A
continuación se muestra el pregón de las fiestas de San Juan del año 2012 en Bogajo, realizado por
Miguel Ángel del Arco Bravo:
PREGÓN DE LAS FIESTAS DE BOGAJO 2012
Todo lo aprendí en Bogajo
Dicen los entendidos en pregones que para inaugurar una fiesta
correctamente, y que los oyentes no se duerman, es necesario que la
parrafada no se alargue demasiado, que lo bueno si breve dos veces bueno.
Vamos a intentar ir por ahí.
Los pregones eran proclamas que se hacían voceando por las calles, era la
forma de anunciar las mercancías que se vendían de manera ambulante.
Pregones hacían también los alguaciles del ayuntamiento, tras tocar la
bocina en los torales. Así salía la gente de las casas y se enteraba de las
novedades del ayuntamiento: una junta, unos pagos, una orden, unos plazos.
Se espera de un Pregón que diga algo nuevo y que recuerde a la vez algo ya
pasado sobre la historia del pueblo.
Y del buen pregonero que esté alegre y tranquilo, que no se desmadre
demasiado y se muestre cercano. Yo os puedo decir que estoy contento de
estar aquí y que no me desmadraré. Aunque tranquilo no estoy.
Dicen que el Pregonero debe de acompañar el Pregón con sus propias
vivencias, sin olvidar que él no es el protagonista, sino más bien un
figurante en la historia que el pregón va desgranando.
Esto es lo que tengo más claro: Yo soy figurante afortunado de la historia
de Bogajo. El cronista de lo que vio, de lo que le contaron y seguramente de
lo que imaginó. Un hijo del pueblo que aunque viva fuera nunca se ha
olvidado de donde es. Así que me toca vocear desde aquí unas pocas novedades
y algunos recuerdos.
Voy por tanto a anunciar las fiestas, que este año son verdaderamente
grandes y rumbosas. Cena, verbena, encierro, corrida, disfraces, más
verbena, bailes charros. Todo un alarde.
Y os recordaré por si alguno tiene dudas lo importante que es ser de Bogajo.
De paso, también voy a deciros que tenéis un alcalde joven y con ganas de
trabajar, así que deberíais aprovecharlo.
Y al alcalde le diría que no pierda el entusiasmo, que no se desanime, que
lo más grande que puede hacer un cargo político es mirar por toda la gente
de su pueblo. Que tiene que mejorar las cosas y procurar que todo el mundo
esté a gusto y contento. No es fácil, pero ese es el reto.
Bien, cada vez que miramos atrás nos preguntamos cual ha sido la época más
importante de nuestra vida, la que más nos ha marcado o la más feliz. Es
difícil responder a eso porque la vida está hecha de muchos pequeños
detalles, de momentos, de encuentros, de personas, de decisiones, de
casualidades. Realmente se compone de todo eso.

Extracto de datos:
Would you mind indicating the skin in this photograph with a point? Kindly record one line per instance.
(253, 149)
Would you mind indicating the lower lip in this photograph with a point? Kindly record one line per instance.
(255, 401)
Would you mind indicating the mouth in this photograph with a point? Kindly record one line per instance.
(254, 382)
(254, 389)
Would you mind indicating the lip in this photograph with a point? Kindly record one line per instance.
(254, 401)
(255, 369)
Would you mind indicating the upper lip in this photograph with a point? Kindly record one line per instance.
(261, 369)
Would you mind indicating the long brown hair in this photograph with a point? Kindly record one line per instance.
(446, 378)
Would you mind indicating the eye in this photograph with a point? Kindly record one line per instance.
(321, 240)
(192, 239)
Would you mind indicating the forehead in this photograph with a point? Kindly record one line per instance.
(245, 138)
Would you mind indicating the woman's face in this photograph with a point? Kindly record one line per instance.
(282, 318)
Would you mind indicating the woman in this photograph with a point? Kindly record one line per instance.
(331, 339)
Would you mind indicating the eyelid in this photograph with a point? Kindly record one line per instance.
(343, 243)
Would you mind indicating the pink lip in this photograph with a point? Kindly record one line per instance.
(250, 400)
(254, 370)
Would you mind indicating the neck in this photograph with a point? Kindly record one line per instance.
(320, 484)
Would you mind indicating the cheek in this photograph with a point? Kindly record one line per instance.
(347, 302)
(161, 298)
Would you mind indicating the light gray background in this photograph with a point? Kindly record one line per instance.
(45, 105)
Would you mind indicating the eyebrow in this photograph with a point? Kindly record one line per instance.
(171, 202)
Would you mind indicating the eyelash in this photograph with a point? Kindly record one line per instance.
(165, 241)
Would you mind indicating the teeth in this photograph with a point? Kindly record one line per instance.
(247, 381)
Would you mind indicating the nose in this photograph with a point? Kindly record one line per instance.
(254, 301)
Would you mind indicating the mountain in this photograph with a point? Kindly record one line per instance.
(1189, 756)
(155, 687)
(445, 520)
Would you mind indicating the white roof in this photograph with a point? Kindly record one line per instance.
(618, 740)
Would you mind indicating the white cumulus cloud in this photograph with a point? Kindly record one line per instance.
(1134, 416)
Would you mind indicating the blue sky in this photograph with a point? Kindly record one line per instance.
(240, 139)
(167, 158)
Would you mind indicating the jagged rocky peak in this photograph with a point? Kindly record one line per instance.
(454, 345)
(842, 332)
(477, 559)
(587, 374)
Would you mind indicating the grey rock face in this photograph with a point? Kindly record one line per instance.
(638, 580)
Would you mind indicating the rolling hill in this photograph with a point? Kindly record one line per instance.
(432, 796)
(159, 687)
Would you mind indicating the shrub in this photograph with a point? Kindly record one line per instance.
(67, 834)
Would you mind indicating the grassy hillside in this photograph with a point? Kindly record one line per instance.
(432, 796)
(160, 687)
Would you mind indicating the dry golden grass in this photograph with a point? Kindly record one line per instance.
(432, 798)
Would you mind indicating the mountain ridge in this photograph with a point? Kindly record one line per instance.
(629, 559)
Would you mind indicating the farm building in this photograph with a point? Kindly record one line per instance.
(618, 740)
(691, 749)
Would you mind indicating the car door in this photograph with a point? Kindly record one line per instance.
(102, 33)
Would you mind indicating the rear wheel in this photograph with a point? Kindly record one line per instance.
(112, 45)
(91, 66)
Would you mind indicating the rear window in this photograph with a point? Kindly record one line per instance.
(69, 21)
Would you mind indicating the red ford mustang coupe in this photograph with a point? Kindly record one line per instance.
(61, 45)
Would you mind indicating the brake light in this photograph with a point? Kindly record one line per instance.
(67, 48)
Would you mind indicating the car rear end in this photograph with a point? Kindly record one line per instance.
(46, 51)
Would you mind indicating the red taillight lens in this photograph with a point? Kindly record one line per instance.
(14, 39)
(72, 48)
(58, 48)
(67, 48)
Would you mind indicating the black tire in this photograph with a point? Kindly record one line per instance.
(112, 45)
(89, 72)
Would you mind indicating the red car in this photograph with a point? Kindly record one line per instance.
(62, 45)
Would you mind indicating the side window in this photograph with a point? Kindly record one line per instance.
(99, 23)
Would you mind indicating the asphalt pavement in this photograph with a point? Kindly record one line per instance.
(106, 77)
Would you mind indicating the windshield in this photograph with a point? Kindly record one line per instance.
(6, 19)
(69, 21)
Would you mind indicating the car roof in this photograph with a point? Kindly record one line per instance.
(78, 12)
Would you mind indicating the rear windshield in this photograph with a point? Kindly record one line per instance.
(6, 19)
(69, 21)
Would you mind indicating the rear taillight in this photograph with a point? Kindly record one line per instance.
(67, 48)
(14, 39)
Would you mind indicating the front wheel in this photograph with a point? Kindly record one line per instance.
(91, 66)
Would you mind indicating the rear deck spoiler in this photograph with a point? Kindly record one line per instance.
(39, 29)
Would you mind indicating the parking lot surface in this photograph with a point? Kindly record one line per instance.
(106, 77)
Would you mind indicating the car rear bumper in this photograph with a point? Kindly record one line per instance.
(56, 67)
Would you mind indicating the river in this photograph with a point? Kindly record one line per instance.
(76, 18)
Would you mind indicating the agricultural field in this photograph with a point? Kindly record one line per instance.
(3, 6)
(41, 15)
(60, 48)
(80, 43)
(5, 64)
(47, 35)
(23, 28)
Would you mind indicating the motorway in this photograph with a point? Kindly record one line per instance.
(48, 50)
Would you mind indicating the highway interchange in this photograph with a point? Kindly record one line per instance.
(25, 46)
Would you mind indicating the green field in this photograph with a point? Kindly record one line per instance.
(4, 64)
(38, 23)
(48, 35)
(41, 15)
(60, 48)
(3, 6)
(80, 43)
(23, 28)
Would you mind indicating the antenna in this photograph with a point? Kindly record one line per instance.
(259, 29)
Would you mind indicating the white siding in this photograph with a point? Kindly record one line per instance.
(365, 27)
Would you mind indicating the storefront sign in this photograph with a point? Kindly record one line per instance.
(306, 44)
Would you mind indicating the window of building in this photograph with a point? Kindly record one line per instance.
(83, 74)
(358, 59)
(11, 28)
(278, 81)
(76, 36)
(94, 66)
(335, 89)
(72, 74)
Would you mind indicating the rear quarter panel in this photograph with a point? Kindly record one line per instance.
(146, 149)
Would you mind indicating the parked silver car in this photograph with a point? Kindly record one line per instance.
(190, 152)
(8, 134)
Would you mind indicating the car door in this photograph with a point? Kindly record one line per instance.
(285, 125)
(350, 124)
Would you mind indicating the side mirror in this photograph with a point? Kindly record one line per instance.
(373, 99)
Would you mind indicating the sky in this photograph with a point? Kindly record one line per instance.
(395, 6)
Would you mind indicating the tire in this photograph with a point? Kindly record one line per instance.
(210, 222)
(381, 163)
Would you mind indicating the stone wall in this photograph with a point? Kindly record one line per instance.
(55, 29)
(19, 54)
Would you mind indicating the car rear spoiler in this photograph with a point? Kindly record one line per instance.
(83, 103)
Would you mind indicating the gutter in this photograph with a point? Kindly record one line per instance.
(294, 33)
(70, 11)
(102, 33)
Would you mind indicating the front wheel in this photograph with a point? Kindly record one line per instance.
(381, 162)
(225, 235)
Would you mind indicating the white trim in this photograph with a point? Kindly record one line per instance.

Instrucción A: Reúne todas las líneas del listado que contengan la palabra "woman". Ten en cuenta mayúsculas y minúsculas.
Instrucción B: Sigue escribiendo el pregón de las fiestas de Bogajo a partir de su última frase.

Resultado del ejercicio A:
Would you mind indicating the woman's face in this photograph with a point? Kindly record one line per instance.
Would you mind indicating the woman in this photograph with a point? Kindly record one line per instance.

Resultado del ejercicio B:
Yo he hecho ese ejercicio más de una vez porque van cayendo los años y
aparecen hechos aquí y allá, momentos, personas, lugares, dudas, trabajos,
viajes, recuerdos. Y me he dado cuenta de que muchos de esos momentos acaban
yendo a Bogajo, o pasando por Bogajo, o están relacionados con algo de
Bogajo. Es decir, terminan teniendo que ver con mi pueblo.
Será porque lo más feliz de mi vida coincide con la infancia y la
adolescencia, y esas etapas las pasé en Bogajo. Será que lo que más y mejor
se queda es lo que se aprende de chico. O porque la infancia está
relacionada con tiempos de inocencia y de juegos, y todo eso lo tuve yo aquí
hace unos cuantos años.
Dicen que somos lo que aprendemos de niños, y si es así pues soy lo que
aprendí aquí.
Pero además aquí se encendió, sin yo saberlo, la vocación de ser luego
periodista y escritor. Es decir, aquí, en Bogajo, se me despertó el gusto
por contar historias. Desde que me recuerdo me gustó saber qué le pasaba a
la gente, cómo se relacionan las personas, qué ocurre en el mundo, cómo es,
entenderlo, y contarlo.
Y para eso, para saber lo que pasa, hay que aprender a escuchar, estar
atento. Creo que Bogajo es el mejor espacio para eso. El mejor sitio para
escuchar y para aprender.
Recuerdo cómo me gustaba oír lo que decía la gente mayor. En el taller de
Colas, donde iban los vecinos a que les hiciera una puerta o a charlar un
rato; en el molino cuando se iba a moler, mientras se esperaba el turno; en
la solana con las mujeres cosiendo; en las noches de serano con los vecinos
al fresco hasta las tantas; en la fragua, en los bares, en el baldío. Son
lugares que recuerdo llenos de historias, de charlas, de novedades que la
gente se contaba. Los mayores hablaban y nosotros escuchábamos.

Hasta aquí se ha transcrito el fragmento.